* [Written instruction] Could you copy, character for character, the lines from the one containing "Could you point to the tarmac" through the final line of the rows below, including both ends?

* [Record extracts]

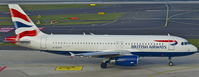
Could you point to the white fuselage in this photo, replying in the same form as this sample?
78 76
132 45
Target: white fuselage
93 43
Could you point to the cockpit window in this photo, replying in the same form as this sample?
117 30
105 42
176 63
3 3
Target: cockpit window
185 43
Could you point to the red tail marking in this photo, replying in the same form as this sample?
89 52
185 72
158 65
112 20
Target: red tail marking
2 68
17 14
165 40
13 39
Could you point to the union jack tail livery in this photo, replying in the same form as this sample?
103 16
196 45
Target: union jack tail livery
24 27
21 21
121 50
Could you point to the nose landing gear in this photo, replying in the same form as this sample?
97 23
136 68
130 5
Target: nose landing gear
170 62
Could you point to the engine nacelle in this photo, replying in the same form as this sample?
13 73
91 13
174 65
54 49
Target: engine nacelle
126 60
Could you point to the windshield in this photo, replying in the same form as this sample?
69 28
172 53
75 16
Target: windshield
185 43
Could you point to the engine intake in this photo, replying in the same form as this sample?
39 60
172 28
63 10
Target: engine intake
126 60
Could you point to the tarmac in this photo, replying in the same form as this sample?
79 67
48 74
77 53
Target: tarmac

* [The result]
Could you point to the tarmac in this photo, replying in the same form as this sample?
79 67
48 74
77 53
Target: tarmac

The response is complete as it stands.